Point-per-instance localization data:
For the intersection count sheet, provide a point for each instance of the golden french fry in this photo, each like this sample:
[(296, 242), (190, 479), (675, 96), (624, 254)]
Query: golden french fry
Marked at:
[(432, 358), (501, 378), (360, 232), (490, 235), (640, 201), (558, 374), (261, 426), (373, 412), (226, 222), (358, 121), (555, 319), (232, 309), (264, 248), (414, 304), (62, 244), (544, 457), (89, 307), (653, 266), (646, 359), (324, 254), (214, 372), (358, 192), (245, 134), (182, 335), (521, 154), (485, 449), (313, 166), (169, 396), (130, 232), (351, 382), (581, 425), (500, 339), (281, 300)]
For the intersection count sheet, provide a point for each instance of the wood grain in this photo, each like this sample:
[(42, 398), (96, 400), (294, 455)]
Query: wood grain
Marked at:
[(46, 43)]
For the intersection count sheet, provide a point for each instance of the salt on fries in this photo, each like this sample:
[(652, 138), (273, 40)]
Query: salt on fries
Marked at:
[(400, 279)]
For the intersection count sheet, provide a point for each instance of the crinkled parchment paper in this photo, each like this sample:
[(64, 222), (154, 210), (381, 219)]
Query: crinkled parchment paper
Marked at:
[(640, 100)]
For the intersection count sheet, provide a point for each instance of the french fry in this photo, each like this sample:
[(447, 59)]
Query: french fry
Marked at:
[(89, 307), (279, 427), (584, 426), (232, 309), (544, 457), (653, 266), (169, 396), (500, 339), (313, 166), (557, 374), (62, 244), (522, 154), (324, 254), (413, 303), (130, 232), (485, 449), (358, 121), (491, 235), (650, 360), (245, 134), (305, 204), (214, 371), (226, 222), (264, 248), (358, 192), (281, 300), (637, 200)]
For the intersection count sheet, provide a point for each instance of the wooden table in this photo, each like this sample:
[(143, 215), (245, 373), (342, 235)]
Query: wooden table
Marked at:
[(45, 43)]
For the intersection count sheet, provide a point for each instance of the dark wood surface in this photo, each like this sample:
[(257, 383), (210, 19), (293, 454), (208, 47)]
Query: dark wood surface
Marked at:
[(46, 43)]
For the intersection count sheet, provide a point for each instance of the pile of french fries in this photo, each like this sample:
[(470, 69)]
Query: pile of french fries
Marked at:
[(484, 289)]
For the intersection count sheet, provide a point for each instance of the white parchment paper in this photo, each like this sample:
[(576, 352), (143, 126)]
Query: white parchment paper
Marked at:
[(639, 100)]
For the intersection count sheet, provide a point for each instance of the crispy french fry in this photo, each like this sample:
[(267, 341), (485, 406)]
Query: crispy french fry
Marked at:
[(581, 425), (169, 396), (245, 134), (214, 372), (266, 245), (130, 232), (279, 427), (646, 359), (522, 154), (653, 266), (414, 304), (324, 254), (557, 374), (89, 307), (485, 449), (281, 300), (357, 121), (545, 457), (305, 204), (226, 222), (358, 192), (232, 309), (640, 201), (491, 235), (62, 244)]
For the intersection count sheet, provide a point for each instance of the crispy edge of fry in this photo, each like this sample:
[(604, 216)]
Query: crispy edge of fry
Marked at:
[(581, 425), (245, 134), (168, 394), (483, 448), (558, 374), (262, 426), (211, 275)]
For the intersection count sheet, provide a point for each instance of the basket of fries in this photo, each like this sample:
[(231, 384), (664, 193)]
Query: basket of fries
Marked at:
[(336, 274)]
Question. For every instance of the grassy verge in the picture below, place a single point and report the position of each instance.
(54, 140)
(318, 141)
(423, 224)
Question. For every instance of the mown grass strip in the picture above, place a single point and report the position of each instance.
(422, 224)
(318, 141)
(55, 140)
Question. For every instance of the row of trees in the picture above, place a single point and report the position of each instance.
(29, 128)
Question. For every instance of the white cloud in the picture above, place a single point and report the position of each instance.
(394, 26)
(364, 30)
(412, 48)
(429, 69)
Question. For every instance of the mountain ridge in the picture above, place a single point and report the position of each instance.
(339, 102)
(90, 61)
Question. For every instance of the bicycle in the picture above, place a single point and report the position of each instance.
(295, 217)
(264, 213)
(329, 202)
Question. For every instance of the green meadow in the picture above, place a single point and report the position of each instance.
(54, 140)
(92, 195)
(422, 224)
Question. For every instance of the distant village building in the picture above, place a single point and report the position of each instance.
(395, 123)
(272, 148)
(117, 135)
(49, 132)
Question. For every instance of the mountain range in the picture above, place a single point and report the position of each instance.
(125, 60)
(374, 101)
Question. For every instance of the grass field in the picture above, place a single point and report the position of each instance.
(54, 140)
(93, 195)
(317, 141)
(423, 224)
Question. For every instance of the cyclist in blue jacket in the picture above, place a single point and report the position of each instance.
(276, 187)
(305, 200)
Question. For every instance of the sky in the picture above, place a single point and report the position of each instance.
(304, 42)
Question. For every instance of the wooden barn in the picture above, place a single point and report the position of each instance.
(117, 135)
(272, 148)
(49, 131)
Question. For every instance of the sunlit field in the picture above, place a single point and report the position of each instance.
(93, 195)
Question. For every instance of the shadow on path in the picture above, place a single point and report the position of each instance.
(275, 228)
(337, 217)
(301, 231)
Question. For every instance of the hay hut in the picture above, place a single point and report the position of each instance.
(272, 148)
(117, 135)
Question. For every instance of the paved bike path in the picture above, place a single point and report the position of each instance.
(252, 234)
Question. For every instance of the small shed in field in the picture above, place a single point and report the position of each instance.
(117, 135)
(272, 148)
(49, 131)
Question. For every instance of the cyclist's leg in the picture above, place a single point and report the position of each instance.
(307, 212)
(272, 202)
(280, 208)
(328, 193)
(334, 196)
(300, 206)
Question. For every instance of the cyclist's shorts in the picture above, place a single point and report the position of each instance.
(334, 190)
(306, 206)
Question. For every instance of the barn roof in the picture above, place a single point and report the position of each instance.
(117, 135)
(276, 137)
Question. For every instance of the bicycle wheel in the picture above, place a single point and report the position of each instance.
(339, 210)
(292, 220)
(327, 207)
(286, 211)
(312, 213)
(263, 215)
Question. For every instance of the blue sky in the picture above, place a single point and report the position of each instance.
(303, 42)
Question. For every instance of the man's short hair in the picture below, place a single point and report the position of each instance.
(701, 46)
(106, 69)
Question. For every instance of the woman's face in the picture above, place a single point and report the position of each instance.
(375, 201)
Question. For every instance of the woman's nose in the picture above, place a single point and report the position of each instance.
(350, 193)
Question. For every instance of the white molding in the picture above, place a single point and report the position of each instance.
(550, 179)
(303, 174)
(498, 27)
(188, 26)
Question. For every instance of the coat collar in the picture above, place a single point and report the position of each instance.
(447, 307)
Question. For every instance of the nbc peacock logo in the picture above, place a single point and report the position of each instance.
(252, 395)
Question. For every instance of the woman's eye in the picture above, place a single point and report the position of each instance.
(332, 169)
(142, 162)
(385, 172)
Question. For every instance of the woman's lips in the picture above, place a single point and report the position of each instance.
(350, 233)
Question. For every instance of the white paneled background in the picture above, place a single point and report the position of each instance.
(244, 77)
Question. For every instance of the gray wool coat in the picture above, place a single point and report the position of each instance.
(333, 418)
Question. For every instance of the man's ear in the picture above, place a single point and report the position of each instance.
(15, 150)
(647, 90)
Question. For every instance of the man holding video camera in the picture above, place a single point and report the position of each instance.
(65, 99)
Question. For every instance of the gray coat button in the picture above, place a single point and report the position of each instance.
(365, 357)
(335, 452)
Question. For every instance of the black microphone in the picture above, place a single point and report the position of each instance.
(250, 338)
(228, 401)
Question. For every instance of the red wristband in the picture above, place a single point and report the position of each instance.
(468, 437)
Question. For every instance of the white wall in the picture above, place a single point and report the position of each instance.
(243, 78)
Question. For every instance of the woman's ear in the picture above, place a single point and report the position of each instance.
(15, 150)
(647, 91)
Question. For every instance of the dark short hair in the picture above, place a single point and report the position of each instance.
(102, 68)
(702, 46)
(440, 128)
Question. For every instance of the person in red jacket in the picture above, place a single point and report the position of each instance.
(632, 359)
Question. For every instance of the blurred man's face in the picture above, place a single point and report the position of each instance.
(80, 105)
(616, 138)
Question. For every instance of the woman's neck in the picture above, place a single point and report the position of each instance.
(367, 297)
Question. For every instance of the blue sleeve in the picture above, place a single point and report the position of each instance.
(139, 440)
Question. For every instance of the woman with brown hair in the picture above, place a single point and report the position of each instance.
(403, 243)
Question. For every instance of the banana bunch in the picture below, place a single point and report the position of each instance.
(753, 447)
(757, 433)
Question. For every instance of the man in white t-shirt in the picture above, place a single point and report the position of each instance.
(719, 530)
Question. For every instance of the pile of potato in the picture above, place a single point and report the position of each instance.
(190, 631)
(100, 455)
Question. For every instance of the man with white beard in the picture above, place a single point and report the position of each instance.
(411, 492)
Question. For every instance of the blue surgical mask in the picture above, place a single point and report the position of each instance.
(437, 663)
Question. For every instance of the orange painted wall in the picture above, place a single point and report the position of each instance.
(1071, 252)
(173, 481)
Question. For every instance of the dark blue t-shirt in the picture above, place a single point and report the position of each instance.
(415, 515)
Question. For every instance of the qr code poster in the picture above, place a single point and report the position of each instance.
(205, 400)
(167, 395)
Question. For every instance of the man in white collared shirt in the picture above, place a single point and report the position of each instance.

▶ **Action item**
Reproduce exactly, please, only the lines from the start of the data above to the line that contains "Query: golden french fry", with both ends kept.

▶ **Task answer**
For the intersection count sheet, provide a point for each instance of the golden french fry in this photo, each like this sample:
[(296, 242), (190, 479), (675, 96), (624, 254)]
Query: golden french fry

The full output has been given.